• WHAT IS NEEDED
Repeat the material below. Keep every line exactly as written.
*** Begin section ***
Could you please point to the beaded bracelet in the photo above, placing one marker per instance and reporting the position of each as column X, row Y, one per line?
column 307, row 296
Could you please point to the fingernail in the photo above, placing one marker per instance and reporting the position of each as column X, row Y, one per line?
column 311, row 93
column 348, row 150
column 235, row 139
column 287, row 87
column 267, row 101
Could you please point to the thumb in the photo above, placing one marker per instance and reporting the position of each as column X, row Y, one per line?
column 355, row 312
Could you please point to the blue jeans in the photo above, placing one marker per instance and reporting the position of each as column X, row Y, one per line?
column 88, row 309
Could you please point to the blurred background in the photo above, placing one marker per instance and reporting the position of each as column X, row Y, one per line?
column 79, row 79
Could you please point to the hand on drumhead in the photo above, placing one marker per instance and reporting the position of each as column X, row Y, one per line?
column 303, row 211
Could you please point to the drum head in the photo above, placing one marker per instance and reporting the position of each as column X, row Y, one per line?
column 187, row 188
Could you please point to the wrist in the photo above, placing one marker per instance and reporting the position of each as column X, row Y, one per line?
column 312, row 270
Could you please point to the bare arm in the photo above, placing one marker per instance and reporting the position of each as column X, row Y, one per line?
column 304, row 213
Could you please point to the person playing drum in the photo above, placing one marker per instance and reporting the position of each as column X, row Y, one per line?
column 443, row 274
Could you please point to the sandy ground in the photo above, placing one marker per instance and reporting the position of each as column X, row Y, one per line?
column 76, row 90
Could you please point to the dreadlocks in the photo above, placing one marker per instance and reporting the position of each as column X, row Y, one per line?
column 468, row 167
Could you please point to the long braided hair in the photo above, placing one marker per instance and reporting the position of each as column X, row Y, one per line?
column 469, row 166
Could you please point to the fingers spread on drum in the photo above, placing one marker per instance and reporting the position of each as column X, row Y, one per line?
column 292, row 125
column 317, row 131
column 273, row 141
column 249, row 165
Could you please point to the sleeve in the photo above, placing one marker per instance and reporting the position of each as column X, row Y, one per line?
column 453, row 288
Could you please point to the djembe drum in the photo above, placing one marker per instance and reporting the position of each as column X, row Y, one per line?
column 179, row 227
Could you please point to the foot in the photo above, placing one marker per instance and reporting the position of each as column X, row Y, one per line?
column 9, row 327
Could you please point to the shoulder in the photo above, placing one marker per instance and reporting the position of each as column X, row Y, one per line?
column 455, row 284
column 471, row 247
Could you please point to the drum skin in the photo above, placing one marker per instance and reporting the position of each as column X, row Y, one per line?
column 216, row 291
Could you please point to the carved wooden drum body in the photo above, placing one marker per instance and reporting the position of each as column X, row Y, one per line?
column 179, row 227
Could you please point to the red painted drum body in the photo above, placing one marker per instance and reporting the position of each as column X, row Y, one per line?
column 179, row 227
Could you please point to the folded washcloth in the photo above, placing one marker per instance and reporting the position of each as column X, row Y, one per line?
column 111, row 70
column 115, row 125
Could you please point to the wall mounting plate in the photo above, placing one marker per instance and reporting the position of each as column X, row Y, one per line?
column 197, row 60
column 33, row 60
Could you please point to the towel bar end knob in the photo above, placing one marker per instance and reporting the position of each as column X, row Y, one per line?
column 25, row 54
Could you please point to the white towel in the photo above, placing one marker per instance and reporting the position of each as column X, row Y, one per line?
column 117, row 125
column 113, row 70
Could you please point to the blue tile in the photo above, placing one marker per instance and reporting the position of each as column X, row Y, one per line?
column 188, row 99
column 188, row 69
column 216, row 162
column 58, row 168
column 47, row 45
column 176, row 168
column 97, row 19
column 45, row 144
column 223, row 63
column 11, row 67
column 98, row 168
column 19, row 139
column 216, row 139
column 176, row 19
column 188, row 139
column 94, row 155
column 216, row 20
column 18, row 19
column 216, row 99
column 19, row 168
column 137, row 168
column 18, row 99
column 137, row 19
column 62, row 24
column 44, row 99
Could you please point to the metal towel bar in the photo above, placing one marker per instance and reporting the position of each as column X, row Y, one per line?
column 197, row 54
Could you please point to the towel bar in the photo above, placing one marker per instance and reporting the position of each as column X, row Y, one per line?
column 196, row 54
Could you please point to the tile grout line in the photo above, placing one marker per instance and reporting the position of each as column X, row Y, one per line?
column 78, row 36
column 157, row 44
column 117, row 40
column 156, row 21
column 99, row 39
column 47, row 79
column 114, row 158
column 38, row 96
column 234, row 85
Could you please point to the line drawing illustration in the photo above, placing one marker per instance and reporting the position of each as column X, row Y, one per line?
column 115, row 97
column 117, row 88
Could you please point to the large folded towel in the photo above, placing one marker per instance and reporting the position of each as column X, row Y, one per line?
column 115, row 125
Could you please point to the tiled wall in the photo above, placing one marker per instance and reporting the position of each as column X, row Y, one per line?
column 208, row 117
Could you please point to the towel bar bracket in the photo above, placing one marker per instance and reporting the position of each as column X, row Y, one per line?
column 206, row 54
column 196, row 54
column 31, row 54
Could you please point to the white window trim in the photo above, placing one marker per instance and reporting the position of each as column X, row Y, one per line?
*** End section ***
• ANSWER SPACE
Could you please point to the beaded bracelet in the photo above, placing one marker per instance and reporting the position of each as column X, row Y, one per line?
column 307, row 296
Could you please point to the fingernail in the photo above, placing one marker per instance and reporting the position of each as column X, row Y, one per line?
column 311, row 93
column 348, row 150
column 235, row 139
column 287, row 87
column 267, row 101
Could you please point to the thumb in the photo above, placing one marker per instance and reporting the position of each as column X, row Y, one per line?
column 355, row 312
Could you please point to the blue jeans in the photo above, placing one marker per instance and reporting the position of each as column X, row Y, one per line?
column 88, row 309
Could you please point to the blurred background in the photo above, placing one marker per instance and reporting the position of each as column X, row Y, one per line?
column 79, row 79
Could you please point to the hand on drumhead in the photo above, placing one marker per instance and reporting the position of each as column X, row Y, one per line?
column 303, row 211
Could you please point to the drum head in the photo above, placing one marker per instance and reporting the position of each as column X, row Y, one per line?
column 187, row 188
Could you please point to the wrist in the photo above, placing one marker per instance and reporting the position of each as column X, row Y, one per line?
column 312, row 270
Could you please point to the bare arm in the photo above, placing one marker per instance and reporting the position of each as column X, row Y, one per line?
column 304, row 213
Could you please point to the person playing drum in the photo above, placing one marker per instance and reporting the position of each as column X, row Y, one per line?
column 443, row 274
Could you please point to the sandy ground in the photo above, placing one marker per instance and reporting the position of each as column X, row Y, one per line?
column 76, row 90
Could you please point to the dreadlocks in the photo above, placing one marker per instance and reporting the position of each as column X, row Y, one per line?
column 468, row 167
Could you please point to the long braided hair in the photo above, placing one marker per instance and reporting the position of each as column X, row Y, one per line?
column 469, row 166
Could you please point to the fingers spread on drum in the photo above, placing one marker per instance and reporting the position of each as column X, row Y, one per line?
column 292, row 125
column 317, row 131
column 273, row 141
column 249, row 165
Could you please point to the sleeve in the photo above, placing one marker per instance and reporting the position of each as column X, row Y, one per line?
column 453, row 288
Could you please point to the djembe drum in the photo above, placing one marker per instance and reporting the position of each as column X, row Y, one per line?
column 179, row 227
Could you please point to the foot in the photo above, placing one marker per instance and reporting the position of each as column X, row Y, one per line?
column 9, row 327
Could you please point to the shoulder in the photo above, placing one marker per instance and reporting the position of each as column X, row Y, one per line?
column 455, row 284
column 471, row 247
Could you please point to the drum skin in the photo above, placing one marker per instance and reporting the position of each as column X, row Y, one per line?
column 216, row 291
Could you please point to the carved wooden drum body in the photo above, placing one marker per instance and reporting the position of each as column X, row Y, one per line?
column 179, row 227
Could you please point to the red painted drum body in the photo above, placing one marker per instance and reporting the position of each as column X, row Y, one per line?
column 179, row 227
Could you please point to the folded washcloth in the photo above, placing one marker per instance and reporting the position of each as column X, row Y, one per line?
column 111, row 70
column 115, row 125
Could you please point to the wall mounting plate in the photo above, placing one marker per instance and reporting the position of each as column X, row Y, one per line?
column 197, row 60
column 33, row 60
Could you please point to the towel bar end knob in the photo above, placing one marker per instance and reporting the position of each as column X, row Y, one per line?
column 25, row 54
Could you please point to the white towel in the photo above, placing one marker per instance and reporting the position of each as column X, row Y, one per line?
column 117, row 125
column 113, row 70
Could you please point to the blue tile in the photo above, placing one marker per instance and reporting the position of each as column X, row Y, one per line?
column 188, row 99
column 188, row 69
column 216, row 162
column 58, row 168
column 47, row 45
column 176, row 168
column 97, row 19
column 45, row 144
column 223, row 63
column 11, row 67
column 98, row 168
column 19, row 139
column 216, row 139
column 176, row 19
column 188, row 139
column 94, row 155
column 216, row 20
column 18, row 19
column 216, row 99
column 19, row 168
column 137, row 168
column 18, row 99
column 137, row 19
column 62, row 24
column 44, row 99
Could you please point to the metal towel bar in the photo above, placing one marker per instance and reporting the position of each as column X, row Y, one per line?
column 197, row 54
Could you please point to the towel bar in the photo above, placing one marker per instance and reporting the position of each as column X, row Y, one per line?
column 196, row 54
Could you please point to the tile grout line in the photo above, placing one marker per instance and reporting the position of each as column X, row Y, one per line?
column 78, row 36
column 157, row 44
column 117, row 40
column 156, row 21
column 99, row 39
column 47, row 79
column 114, row 158
column 38, row 96
column 234, row 85
Could you please point to the line drawing illustration in the photo above, placing one marker per instance and reporting the position of each as column X, row Y, one per line?
column 115, row 97
column 117, row 88
Could you please point to the large folded towel in the photo above, placing one marker per instance and reporting the position of each as column X, row Y, one per line?
column 115, row 125
Could you please point to the tiled wall in the photo above, placing one marker per instance and reporting the position of each as column X, row Y, one per line?
column 208, row 117
Could you please point to the towel bar bracket in the photo above, placing one marker per instance and reporting the position of each as column X, row Y, one per line?
column 206, row 54
column 196, row 54
column 31, row 54
Could you please point to the white window trim in the photo above, placing one marker per instance and reporting the position of each as column X, row Y, one per line?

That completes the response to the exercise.